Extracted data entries
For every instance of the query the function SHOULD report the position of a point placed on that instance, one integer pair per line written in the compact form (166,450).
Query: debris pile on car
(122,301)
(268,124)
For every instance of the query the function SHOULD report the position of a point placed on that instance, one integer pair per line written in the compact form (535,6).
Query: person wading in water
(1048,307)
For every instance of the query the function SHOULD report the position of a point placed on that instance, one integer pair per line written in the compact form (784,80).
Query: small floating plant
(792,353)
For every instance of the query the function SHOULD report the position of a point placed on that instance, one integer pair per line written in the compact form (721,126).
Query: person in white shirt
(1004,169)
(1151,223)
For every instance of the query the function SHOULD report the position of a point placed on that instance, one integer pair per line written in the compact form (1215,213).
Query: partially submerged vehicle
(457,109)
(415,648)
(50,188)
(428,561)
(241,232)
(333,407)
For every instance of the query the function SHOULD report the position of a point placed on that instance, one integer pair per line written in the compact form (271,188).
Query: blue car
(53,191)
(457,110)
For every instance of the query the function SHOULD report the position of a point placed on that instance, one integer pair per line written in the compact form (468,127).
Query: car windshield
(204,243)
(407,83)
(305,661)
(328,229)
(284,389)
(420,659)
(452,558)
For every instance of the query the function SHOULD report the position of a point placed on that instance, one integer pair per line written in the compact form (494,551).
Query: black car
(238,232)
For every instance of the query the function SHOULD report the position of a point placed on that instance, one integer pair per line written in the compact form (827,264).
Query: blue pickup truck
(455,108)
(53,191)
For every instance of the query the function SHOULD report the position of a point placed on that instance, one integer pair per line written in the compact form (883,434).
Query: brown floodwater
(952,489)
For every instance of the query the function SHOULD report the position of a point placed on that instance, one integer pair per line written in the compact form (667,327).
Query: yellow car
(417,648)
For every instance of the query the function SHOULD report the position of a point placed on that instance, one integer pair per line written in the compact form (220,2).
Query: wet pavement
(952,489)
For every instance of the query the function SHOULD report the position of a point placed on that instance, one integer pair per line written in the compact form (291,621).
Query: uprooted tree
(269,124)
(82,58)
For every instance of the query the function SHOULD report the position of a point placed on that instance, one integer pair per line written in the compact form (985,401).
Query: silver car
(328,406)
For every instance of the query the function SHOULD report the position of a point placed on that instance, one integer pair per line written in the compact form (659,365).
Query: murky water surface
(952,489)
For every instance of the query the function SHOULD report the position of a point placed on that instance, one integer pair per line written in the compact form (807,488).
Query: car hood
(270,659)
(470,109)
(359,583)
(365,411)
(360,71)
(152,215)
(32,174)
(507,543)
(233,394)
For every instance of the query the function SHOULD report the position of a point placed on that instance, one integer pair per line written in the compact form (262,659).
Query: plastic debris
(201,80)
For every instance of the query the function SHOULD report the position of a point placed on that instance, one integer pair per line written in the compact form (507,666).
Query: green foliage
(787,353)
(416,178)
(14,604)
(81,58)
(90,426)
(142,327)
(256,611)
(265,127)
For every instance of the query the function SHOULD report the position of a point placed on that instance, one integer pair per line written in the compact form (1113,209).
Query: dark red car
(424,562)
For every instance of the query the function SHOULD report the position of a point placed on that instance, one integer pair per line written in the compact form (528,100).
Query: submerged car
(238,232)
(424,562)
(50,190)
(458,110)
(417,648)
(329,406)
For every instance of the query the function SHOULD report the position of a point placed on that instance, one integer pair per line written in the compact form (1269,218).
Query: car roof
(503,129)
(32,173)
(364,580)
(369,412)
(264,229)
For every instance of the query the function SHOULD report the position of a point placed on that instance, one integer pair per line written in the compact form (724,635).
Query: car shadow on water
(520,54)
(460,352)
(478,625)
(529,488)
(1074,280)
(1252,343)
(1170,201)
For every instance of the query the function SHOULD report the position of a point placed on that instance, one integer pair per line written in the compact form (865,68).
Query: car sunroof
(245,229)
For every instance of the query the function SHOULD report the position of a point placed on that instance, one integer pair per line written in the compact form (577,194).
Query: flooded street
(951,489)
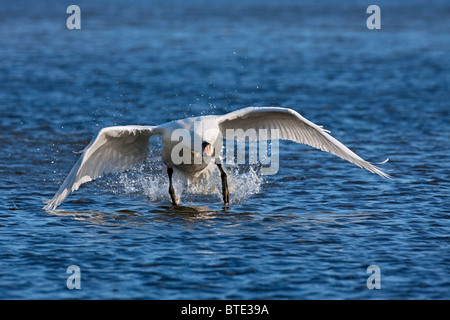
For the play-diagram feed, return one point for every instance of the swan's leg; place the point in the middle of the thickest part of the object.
(225, 193)
(171, 189)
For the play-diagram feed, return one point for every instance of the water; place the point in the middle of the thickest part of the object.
(309, 232)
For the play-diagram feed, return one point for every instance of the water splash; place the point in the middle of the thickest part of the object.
(150, 178)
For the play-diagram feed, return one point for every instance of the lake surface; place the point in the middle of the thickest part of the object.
(308, 232)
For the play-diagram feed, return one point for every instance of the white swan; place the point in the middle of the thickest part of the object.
(118, 148)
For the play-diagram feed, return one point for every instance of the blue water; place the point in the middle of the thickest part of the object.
(309, 232)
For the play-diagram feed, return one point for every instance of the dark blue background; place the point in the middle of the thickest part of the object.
(308, 232)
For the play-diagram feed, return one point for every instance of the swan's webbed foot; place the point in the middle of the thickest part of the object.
(173, 196)
(225, 192)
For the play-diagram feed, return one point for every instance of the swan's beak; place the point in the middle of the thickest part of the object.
(207, 149)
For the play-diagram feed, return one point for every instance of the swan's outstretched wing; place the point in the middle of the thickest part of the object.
(292, 126)
(114, 149)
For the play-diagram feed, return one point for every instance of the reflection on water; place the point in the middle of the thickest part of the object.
(308, 232)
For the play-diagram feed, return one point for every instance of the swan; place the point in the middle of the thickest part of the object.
(118, 148)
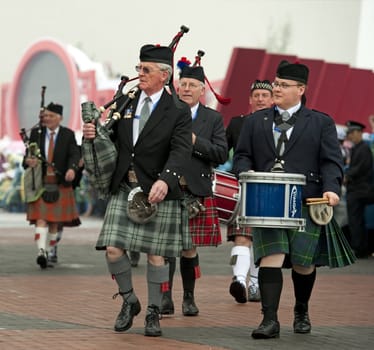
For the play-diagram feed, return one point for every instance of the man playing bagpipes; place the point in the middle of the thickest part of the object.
(51, 163)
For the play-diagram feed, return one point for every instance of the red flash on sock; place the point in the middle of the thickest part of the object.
(164, 287)
(197, 272)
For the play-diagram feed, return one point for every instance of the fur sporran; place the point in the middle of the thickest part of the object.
(51, 193)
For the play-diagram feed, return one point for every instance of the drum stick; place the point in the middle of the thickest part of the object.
(311, 200)
(325, 201)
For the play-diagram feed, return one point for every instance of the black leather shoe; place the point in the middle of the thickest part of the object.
(126, 316)
(238, 291)
(189, 307)
(301, 322)
(152, 322)
(167, 305)
(134, 258)
(266, 330)
(42, 260)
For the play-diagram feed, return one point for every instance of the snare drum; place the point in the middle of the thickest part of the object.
(271, 200)
(226, 191)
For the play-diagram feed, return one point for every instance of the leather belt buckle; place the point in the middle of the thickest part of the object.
(131, 176)
(50, 179)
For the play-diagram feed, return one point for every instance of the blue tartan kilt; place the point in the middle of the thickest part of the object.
(318, 245)
(167, 234)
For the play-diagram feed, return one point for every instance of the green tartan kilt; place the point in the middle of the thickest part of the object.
(167, 234)
(318, 245)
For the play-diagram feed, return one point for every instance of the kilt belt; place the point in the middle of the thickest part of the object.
(193, 203)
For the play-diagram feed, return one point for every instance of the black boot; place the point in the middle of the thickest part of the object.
(303, 286)
(126, 315)
(152, 322)
(167, 304)
(189, 307)
(188, 267)
(301, 322)
(134, 258)
(270, 282)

EXERCISE OBJECTIVE :: Leaving out every picture, repeat the records above exactly as they stand.

ANSWER BOX ::
For every instance of the query the function SHOULD report the position of a point placed on that instance, one integer pair per line written in the compact form (166,450).
Query: debris pile on car
(122,301)
(268,124)
For every instance of the query the function SHOULD report the position of a point placed on that instance, one integer pair per line written in the compact form (535,6).
Query: person wading in water
(1048,307)
For every instance of the query the function SHOULD report the position of a point placed on that instance, one integer pair per line written in the compact form (784,80).
Query: small floating plant
(792,353)
For every instance of the query the function SHOULD report the position of a point placed on that instance, one integer pair per line written in the compact form (721,126).
Query: person in white shirt
(1004,169)
(1151,223)
For every instance of the query the function SHOULD report the position of a point placed on that instance, one integer pair per line written in the compact form (1215,213).
Query: partially submerged vehicle
(457,109)
(415,648)
(50,188)
(428,561)
(241,232)
(333,407)
For every instance of the query the function SHOULD report the position of a point placed on that instance, one integer pair per line written in the compact form (271,188).
Query: blue car
(53,191)
(457,110)
For every instance of the query the function SHOULD report the position of a point placed on that instance, one integer pair per line written in the compact form (468,127).
Query: car windshield
(204,243)
(407,83)
(305,661)
(328,229)
(284,389)
(420,659)
(452,558)
For every instance of the query the function SHOULD report the position of a point placed on that instance, one integer pair per line written in the compact form (494,551).
Query: black car
(238,232)
For every instance of the query the function SHOULD report the position of a point placed on that instance, one integer pair per line written in the compact form (827,264).
Query: blue pickup truck
(455,108)
(53,191)
For every instance of the query the function SHOULD report the position of a point placed on that instance, one integer pair per line written in the compact form (883,434).
Query: brown floodwater
(952,489)
For every instance of the query the function SHOULD report the position of a point placed on that instance, one integer pair per line written in the compact form (667,327).
Query: yellow car
(417,648)
For every instance of the query the function SHOULD report the position of a point placed on that instance, one integer pair per line written in the compact form (220,2).
Query: wet pavement
(952,489)
For every instance of the query the function SHOULD report the position of a point placed on that instance, one integer pair per line written in the compact form (291,621).
Query: uprooted tree
(269,124)
(82,58)
For every instance of the query the function SHOULD report the position of a point placed on that instance, one integer pair per line written in the compact form (985,401).
Query: silver car
(328,406)
For every instance of the query the function SHOULD report the position of a point placed on that instance, one integer pair per line written in the compact form (659,365).
Query: murky water surface
(952,489)
For every instance of the query the function SHOULD report the position of a point placed on that instance, one integer pair per line written in the compact form (807,488).
Query: car hood
(270,659)
(470,109)
(359,583)
(365,411)
(360,71)
(152,215)
(32,174)
(507,543)
(233,394)
For every instance of the query the function SHOULD report the position of a point placed on that instance, one integer pair per line written in the compact form (262,659).
Query: plastic debris
(201,80)
For every instance of the query the function SHOULD report the position of a point placed on that instance, one integer pair per line written in the compact form (507,666).
Query: green foliage
(787,353)
(416,178)
(14,604)
(81,58)
(90,426)
(142,327)
(256,611)
(265,127)
For every instance of the query the function SHOULD report the position of a point placed on that instance, one integer pair per line written in the compact form (1113,209).
Query: dark red car
(424,562)
For every instance of the query the function SHOULD report the position of a point placed on that instance, one integer pair per line written in the compact form (528,100).
Query: submerged car
(238,232)
(424,562)
(50,190)
(458,110)
(417,648)
(329,406)
For every instance of the query the function SHOULD report the position of a point placed on that instance, one integer pair per line written in the compact form (1269,218).
Query: car roof
(503,129)
(32,173)
(364,580)
(369,412)
(264,229)
For every instance of the query the function SHOULD report the position of a point placed on that instance, one integer pair per line written in the compact form (724,635).
Query: car shadow on water
(520,54)
(460,352)
(478,625)
(529,488)
(1074,280)
(1252,343)
(1170,201)
For every instance of the query the function SHOULD report the position of a point placed on that instance, one integer pair per line written in the compact form (865,68).
Query: car sunroof
(245,229)
For every instance of the query the function SHOULD report the position of a point placed on that instance, one integer pair per line written in the compact form (577,194).
Query: flooded street
(951,489)
For the play-diagram feed, return one point for every instance of the swan's leg; place the point in the middle of the thickest part of the object.
(225, 193)
(171, 189)
For the play-diagram feed, return one point for every instance of the water; place the point in the middle of the thickest part of the object.
(309, 232)
For the play-diagram feed, return one point for every instance of the water splash; place the point in the middle of the thickest part of the object.
(150, 178)
For the play-diagram feed, return one point for every instance of the lake surface; place the point in the middle of the thickest part of the object.
(308, 232)
For the play-diagram feed, return one point for every instance of the white swan; place the point in the middle of the thickest part of the object.
(118, 148)
For the play-diagram feed, return one point for every instance of the blue water; place the point in the middle of the thickest part of the object.
(309, 232)
For the play-diagram feed, return one point for every instance of the dark blue background; place the point in the middle of the thickest part of the object.
(308, 232)
For the play-diagram feed, return one point for every instance of the swan's webbed foot; place the point in the middle of the thickest part of the object.
(173, 196)
(225, 192)
For the play-diagram feed, return one point for every instance of the swan's beak; place the point in the middle of the thickest part of the object.
(207, 149)
For the play-diagram feed, return one point for every instance of the swan's outstretched wing; place the point in the middle of the thickest part of the object.
(292, 126)
(114, 149)
For the play-diagram feed, return one point for every instance of the reflection on water; place the point in the middle of the thickest part of the object.
(308, 232)
For the play-diagram feed, return one point for every instance of the swan; place the point in the middle of the thickest part of the object.
(118, 148)
For the play-diagram feed, return one point for every instance of the man playing bagpipes; place the point in the middle of the thickest part of the object.
(51, 163)
For the play-diagram feed, return one point for every instance of the red flash on sock; place the point in the middle of the thickest part of the object.
(164, 287)
(197, 272)
For the play-diagram feed, return one point for every instance of the fur sporran; place the point in the middle of the thickest part of the object.
(51, 193)
For the play-diagram feed, return one point for every instance of the drum stick; place the point in the middle of the thickest part of the object.
(311, 200)
(325, 201)
For the play-diagram feed, return one point for every instance of the black leather shoe; place the point in the middle of the thickest part of the object.
(126, 316)
(238, 291)
(189, 307)
(301, 322)
(152, 322)
(167, 305)
(134, 258)
(266, 330)
(42, 260)
For the play-diagram feed, return one point for every instance of the snare drum; place the point in the middle of the thickest part of the object.
(271, 200)
(226, 191)
For the play-diagram feed, return one point for every instance of the leather belt buckle; place the point in the middle of the thickest part of the object.
(131, 176)
(50, 179)
For the play-diagram feed, return one point for every instance of the blue tartan kilt; place the point in the middle of the thickest part of the object.
(318, 245)
(167, 234)
For the play-diagram feed, return one point for every instance of the green tartan kilt; place the point in the middle of the thickest part of the object.
(167, 234)
(318, 245)
For the play-diagram feed, return one point for every instance of the kilt belt; place the point in the middle of the thickest part of the object.
(193, 203)
For the play-diagram feed, return one point for every instance of the black boot; place the point in the middle of the thickest part of the object.
(303, 286)
(126, 315)
(152, 322)
(167, 304)
(189, 307)
(188, 267)
(301, 322)
(134, 258)
(270, 282)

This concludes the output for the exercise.